* What needs to be done *
Retype the entries below word for word, starting at the line that contains "Where exactly is the white sink" and ending at the line that contains "311,131 -> 411,158".

* Available records *
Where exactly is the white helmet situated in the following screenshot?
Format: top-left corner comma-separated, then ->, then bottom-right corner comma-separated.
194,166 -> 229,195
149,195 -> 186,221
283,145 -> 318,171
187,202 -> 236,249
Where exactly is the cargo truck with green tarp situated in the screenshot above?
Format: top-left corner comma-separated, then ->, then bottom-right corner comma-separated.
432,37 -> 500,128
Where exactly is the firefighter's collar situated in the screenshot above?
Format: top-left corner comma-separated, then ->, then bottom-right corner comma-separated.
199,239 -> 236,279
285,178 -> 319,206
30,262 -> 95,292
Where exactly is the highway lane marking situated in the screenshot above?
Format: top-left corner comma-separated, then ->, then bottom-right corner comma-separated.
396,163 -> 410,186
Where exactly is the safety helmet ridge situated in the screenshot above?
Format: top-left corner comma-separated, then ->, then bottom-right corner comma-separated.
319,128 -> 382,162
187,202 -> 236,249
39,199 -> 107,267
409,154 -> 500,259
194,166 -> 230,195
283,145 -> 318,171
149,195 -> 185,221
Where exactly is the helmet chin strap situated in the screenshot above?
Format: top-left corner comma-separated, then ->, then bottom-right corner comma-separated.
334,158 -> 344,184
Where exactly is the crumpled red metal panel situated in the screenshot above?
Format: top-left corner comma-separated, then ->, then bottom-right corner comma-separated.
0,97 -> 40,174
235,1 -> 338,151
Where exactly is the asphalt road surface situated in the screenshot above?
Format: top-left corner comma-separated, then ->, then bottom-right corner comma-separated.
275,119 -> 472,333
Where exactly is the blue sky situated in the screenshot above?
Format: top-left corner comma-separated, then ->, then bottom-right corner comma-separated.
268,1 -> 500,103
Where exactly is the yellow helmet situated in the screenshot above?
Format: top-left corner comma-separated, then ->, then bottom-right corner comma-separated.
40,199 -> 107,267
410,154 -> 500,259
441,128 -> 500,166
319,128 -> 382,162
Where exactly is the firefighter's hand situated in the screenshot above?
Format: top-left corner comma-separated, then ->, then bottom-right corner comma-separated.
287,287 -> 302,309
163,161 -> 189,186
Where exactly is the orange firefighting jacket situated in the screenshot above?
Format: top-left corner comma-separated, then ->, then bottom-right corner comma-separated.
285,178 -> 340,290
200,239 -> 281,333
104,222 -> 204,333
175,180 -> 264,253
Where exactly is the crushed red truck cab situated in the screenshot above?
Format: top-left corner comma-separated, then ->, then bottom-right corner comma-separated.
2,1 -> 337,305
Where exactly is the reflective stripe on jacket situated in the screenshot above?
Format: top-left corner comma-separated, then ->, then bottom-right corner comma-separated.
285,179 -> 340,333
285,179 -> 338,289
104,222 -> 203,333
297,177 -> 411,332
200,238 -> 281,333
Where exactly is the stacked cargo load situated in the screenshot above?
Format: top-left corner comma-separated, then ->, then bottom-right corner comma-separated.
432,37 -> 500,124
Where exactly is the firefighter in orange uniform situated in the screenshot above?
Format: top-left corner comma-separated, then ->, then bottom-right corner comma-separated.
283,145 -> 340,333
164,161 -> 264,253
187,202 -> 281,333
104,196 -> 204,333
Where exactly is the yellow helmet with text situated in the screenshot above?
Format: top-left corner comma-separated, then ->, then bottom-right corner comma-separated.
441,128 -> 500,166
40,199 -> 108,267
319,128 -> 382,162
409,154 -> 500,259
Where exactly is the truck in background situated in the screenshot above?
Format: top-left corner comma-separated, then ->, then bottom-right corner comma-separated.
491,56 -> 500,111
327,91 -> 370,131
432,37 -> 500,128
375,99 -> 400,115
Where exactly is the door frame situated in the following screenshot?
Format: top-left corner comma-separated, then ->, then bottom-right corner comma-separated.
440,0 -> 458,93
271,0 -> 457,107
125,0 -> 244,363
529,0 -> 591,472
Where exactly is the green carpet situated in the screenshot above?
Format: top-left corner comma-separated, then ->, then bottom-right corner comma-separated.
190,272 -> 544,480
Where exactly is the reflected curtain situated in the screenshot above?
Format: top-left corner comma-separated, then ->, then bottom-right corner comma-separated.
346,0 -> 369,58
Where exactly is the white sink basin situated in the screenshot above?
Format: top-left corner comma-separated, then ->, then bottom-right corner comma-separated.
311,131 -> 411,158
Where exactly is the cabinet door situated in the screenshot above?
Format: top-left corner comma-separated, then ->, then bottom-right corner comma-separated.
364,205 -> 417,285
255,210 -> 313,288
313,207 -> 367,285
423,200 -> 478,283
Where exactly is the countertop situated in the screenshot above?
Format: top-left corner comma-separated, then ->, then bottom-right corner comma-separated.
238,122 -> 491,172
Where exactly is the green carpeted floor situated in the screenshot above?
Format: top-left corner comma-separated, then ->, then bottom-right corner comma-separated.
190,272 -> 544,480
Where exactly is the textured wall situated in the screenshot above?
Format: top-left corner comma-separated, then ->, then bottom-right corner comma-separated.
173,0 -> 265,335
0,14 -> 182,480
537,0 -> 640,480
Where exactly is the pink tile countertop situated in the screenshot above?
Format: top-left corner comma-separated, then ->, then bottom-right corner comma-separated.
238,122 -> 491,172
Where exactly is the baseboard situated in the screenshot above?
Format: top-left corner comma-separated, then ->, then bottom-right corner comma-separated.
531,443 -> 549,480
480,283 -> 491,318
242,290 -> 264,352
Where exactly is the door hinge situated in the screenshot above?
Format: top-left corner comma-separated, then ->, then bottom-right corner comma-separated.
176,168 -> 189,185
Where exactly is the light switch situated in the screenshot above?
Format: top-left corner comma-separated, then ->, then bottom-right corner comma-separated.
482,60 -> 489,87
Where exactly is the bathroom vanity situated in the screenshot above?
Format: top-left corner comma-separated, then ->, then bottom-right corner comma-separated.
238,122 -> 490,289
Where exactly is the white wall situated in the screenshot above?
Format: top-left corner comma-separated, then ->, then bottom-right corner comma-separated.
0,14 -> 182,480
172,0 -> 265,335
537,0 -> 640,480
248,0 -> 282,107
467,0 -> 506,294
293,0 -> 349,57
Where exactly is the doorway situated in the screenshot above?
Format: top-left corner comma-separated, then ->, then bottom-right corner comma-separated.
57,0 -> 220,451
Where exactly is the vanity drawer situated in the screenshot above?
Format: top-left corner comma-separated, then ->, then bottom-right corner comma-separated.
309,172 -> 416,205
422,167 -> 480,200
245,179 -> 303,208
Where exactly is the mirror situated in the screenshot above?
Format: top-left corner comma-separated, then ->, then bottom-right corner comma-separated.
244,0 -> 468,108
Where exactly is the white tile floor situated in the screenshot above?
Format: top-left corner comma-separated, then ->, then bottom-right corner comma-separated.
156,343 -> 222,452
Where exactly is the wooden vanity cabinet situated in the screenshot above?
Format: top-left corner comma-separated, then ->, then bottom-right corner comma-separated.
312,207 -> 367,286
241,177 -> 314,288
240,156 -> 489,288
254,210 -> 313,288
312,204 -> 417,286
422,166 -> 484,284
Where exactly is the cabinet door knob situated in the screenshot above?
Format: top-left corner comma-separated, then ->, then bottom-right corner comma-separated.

* Reply *
Where exactly is the white sink basin situated in the screenshot above?
Format: top-left corner comma-separated, then ->, then bottom-right corner comma-separated.
311,131 -> 411,158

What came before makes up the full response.